Write out each entry again. Keep every word exactly as it is.

-- begin MATERIAL FOR THIS EXERCISE --

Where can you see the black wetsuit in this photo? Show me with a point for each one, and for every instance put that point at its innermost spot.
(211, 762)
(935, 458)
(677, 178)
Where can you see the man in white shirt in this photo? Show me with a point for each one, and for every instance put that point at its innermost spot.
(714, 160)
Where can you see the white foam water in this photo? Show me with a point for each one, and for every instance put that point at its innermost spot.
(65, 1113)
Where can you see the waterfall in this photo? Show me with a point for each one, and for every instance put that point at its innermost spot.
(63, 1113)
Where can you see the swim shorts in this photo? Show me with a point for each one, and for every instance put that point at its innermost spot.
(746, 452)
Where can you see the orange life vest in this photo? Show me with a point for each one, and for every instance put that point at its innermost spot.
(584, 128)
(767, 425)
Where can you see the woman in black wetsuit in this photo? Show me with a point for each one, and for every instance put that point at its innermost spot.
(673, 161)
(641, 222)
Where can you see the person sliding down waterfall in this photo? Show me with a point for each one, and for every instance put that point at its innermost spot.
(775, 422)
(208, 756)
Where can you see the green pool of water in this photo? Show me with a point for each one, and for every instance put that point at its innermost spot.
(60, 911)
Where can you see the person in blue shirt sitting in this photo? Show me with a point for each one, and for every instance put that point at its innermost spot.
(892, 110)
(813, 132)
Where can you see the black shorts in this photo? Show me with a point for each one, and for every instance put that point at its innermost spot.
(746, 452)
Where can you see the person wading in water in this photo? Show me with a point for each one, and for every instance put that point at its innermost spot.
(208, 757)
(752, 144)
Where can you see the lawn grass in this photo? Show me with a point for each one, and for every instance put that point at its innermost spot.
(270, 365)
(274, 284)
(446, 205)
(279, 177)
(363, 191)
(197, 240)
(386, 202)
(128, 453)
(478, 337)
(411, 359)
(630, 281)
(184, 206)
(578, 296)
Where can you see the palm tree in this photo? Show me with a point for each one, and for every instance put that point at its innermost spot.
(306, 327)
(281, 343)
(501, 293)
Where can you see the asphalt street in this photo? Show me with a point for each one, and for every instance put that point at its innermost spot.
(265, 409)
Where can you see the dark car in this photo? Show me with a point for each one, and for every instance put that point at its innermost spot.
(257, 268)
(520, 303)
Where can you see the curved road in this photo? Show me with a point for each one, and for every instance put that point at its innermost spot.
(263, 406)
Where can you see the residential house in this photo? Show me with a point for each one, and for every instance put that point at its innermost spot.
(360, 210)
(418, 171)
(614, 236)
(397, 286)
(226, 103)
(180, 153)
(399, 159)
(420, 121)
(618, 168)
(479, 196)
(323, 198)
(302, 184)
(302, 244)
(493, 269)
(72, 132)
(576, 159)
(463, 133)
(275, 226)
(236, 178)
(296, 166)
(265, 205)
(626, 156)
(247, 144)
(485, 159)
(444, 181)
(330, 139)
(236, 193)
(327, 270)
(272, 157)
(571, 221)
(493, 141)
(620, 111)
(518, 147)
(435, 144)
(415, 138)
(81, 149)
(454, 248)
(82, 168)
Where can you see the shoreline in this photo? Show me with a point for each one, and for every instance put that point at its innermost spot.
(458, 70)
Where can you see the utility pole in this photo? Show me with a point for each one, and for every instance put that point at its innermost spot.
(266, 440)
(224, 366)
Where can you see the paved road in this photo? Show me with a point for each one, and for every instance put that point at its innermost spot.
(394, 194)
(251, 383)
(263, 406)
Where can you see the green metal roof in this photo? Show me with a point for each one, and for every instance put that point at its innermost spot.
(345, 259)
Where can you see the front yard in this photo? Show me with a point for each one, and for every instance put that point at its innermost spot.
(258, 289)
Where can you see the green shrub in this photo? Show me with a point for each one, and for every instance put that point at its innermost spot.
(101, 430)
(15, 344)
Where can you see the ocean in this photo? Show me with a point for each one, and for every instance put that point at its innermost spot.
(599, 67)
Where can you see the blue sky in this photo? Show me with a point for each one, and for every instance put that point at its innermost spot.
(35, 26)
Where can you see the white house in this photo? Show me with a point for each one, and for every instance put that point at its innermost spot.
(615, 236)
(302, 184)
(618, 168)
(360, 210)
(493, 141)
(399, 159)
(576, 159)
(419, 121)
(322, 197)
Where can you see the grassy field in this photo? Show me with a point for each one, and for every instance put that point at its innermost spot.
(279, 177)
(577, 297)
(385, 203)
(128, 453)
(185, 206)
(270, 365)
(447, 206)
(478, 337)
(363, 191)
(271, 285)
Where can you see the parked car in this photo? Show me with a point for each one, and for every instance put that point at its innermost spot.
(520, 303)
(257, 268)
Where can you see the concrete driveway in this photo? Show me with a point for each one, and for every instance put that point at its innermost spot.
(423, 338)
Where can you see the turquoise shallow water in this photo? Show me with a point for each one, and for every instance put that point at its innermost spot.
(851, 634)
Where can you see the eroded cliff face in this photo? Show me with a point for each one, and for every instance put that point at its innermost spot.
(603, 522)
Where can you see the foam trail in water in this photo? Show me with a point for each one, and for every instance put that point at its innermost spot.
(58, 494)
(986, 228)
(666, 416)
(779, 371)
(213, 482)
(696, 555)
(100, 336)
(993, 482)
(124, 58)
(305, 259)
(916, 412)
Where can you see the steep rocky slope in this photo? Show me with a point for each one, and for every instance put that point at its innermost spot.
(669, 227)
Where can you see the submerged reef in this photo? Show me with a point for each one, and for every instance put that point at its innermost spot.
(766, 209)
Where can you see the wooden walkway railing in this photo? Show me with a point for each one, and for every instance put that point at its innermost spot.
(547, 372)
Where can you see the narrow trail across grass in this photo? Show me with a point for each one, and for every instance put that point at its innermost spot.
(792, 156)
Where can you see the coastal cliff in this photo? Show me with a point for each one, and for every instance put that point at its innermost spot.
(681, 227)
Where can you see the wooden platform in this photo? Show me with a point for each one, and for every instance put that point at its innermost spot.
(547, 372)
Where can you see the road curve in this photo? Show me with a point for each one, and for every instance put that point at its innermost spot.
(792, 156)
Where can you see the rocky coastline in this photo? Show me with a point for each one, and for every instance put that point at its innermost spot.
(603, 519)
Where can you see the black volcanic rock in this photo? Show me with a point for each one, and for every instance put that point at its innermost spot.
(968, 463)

-- end MATERIAL FOR THIS EXERCISE --

◆ CORRECT RESPONSE
Where can you see the black wetsuit in this photo? Show me with a point for each one, and for every instance put that point at its innermost spot.
(211, 762)
(935, 458)
(677, 178)
Where can you see the man in white shirt in this photo? Show me with a point for each one, and for every instance put that point at its innermost spot.
(714, 160)
Where can you see the white foam water in this photo? Show me with a point for each one, and for every instance put that point at its innermost spot.
(65, 1113)
Where can you see the waterfall in this photo? Show me with a point for each one, and for every instance put that point at its innermost spot.
(63, 1113)
Where can you see the swim shorts in this photo? Show me with a point for each one, and for every instance put that point at its innermost spot.
(746, 452)
Where can you see the orange life vest in this photo? Show me with a point for each one, and for every instance put that point at its innermost spot.
(584, 128)
(767, 425)
Where can you see the woman in black wetsuit in this photo? Show me with a point for each one, and for every instance put that point at its innermost spot.
(673, 161)
(641, 222)
Where can you see the person sliding down waterfall in this photo? Show me with a point for each one, and for every instance put that point at its innermost spot.
(775, 422)
(208, 756)
Where can you see the green pool of water in this photo? Show me with a point for each one, and for every instance put that point at its innermost spot.
(60, 911)
Where can you see the person in blue shirt sitting in this photo? Show me with a point for each one, and for every instance put that point at its innermost spot.
(892, 110)
(813, 132)
Where can you see the black shorts in this photo? Show me with a point for each one, and for every instance put that point at its innermost spot.
(746, 452)
Where can you see the person wading in water in this photo? Show me with a point for each one, and for every instance put that point at its innermost spot.
(208, 757)
(752, 144)
Where can you see the lawn grass in this photo? Show me with a point for each one, and for every instance put that point at its innermost spot.
(270, 365)
(274, 284)
(446, 205)
(279, 177)
(363, 191)
(197, 240)
(386, 202)
(128, 453)
(478, 337)
(411, 359)
(630, 281)
(184, 206)
(578, 296)
Where can you see the palm tree in this photo? Show me with a point for each one, and for every instance put that point at its innermost spot.
(306, 327)
(281, 343)
(501, 293)
Where can you see the asphalt street in this photo? Show me with a point for each one, and for every instance put that point at its innermost spot.
(265, 409)
Where can you see the dark car in this photo? Show me with a point for each one, and for every instance put that point at its innermost spot.
(257, 268)
(520, 303)
Where can you see the curved road in this photo? Show me with a point for each one, and for every instance put that point at its innermost spot.
(263, 406)
Where can you see the residential house in this photo? Show me with a point for each one, and for every instance put that point at its innermost spot.
(360, 210)
(418, 171)
(614, 236)
(397, 286)
(226, 103)
(180, 153)
(399, 159)
(420, 121)
(618, 168)
(479, 196)
(323, 198)
(302, 184)
(302, 244)
(493, 269)
(72, 132)
(576, 159)
(463, 133)
(275, 226)
(236, 178)
(296, 166)
(265, 205)
(626, 156)
(247, 144)
(485, 159)
(444, 181)
(330, 139)
(236, 193)
(327, 270)
(272, 157)
(571, 221)
(493, 141)
(620, 111)
(518, 147)
(435, 144)
(415, 138)
(81, 149)
(454, 248)
(82, 168)
Where can you see the shoreline in this photo? Show me with a point for each one, and for every instance put that point at its innermost spot.
(458, 70)
Where can you see the utility pole in this photo? Show me with a point for each one, and for every instance put that point at its innermost spot.
(266, 440)
(224, 366)
Where can you see the paved road in this photo? Show me with a point for each one, and for every instance put that point at its innermost spot.
(394, 194)
(251, 383)
(263, 406)
Where can you see the green metal roof in this photo? Show me with a point for each one, and for every instance put that point at its innermost spot.
(345, 259)
Where can you see the front yard in this photo? Show me with a point for each one, and for every instance put that point at its innermost spot.
(258, 289)
Where can you see the green shrub in this photo? Show me with a point for each one, and for every instance put that point at its innermost spot.
(101, 430)
(15, 344)
Where can you see the ocean in this photo? Show me with a point for each one, and for every instance put that point at its innermost spot.
(599, 67)
Where can you see the blue sky in this photo? Show me with a point for each one, and for every instance put that point at its innermost spot.
(35, 26)
Where can you see the white house in this photo? Show me with a point for each one, and for every instance put that point at its innermost spot.
(615, 236)
(302, 184)
(618, 168)
(360, 210)
(493, 141)
(399, 159)
(576, 159)
(419, 121)
(322, 197)
Where can you see the grassy field in this photo? Show me with a point for each one, and for every instance put that point at its innermost spot.
(279, 177)
(577, 297)
(385, 203)
(128, 453)
(185, 206)
(270, 365)
(447, 206)
(478, 337)
(363, 191)
(271, 285)
Where can you see the parked car in this photo? Show me with a point for each one, and for every instance put that point at its innermost spot.
(520, 303)
(257, 268)
Where can you see the concrete driveway in this photo? Show me with a point for each one, and for every instance put that point at its innermost spot.
(423, 338)
Where can you see the turquoise shallow water in this photo? Show me with a point for each one, and for every instance put that point at its innermost spot.
(851, 634)
Where can you see the eroded cliff face in this photo? Show me with a point for each one, and for every instance put that point at its innermost spot.
(603, 522)
Where can you see the foam trail in water in this photo? Show me with a point for each one, and for every instance put that point at its innermost spot.
(58, 494)
(986, 228)
(666, 416)
(779, 371)
(213, 482)
(696, 555)
(100, 336)
(993, 482)
(124, 58)
(305, 259)
(916, 412)
Where can you see the steep rocky slope in this photo? Show me with a point for each one, and for every instance put that point at its innermost spot.
(669, 227)
Where can you see the submerged reef in this photo? Show me with a point for each one, and for every instance put that point at its innermost spot.
(766, 209)
Where can you see the wooden walkway railing in this photo? Show me with a point for each one, and for every instance put that point at its innermost spot.
(547, 372)
Where can you see the narrow trail across grass in this photo? Show me with a point for each one, and for every instance put that point at its innermost spot.
(792, 156)
Where can you see the coastal cliff in this photo? Show me with a point for each one, and for every instance put that point at its innermost spot.
(681, 227)
Where can you see the wooden platform in this photo? Show me with a point for each one, and for every instance put that point at its innermost spot.
(547, 372)
Where can you see the road curve in this photo? Show me with a point for each one, and for every instance put that point at its innermost spot.
(792, 156)
Where can you see the rocky coastline in this photo? Show me with a point for each one, and for every instance put that point at its innermost spot.
(603, 519)
Where can you see the black volcanic rock in this photo? Show me with a point for each one, and for every instance put that point at its innermost spot.
(968, 463)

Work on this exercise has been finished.